===== RECORDS TO PROCESS

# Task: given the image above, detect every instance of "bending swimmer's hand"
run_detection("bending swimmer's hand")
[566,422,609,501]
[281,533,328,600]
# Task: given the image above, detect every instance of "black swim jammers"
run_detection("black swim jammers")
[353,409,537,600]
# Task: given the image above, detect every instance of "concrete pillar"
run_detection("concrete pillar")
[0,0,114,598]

==========
===== RECORDS TO PROCESS

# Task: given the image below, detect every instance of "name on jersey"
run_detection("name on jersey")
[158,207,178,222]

==========

Format the lines between the one holding "# Task: given the image below, detect" and the one holding "[158,207,178,222]", inclusive, as a JSON list of strings with one string per line, leaving out any blank lines.

CORRECT ANSWER:
[
  "# Task: given the image below, detect every instance of \"name on jersey\"",
  "run_detection(\"name on jersey\")",
  "[158,207,178,222]"
]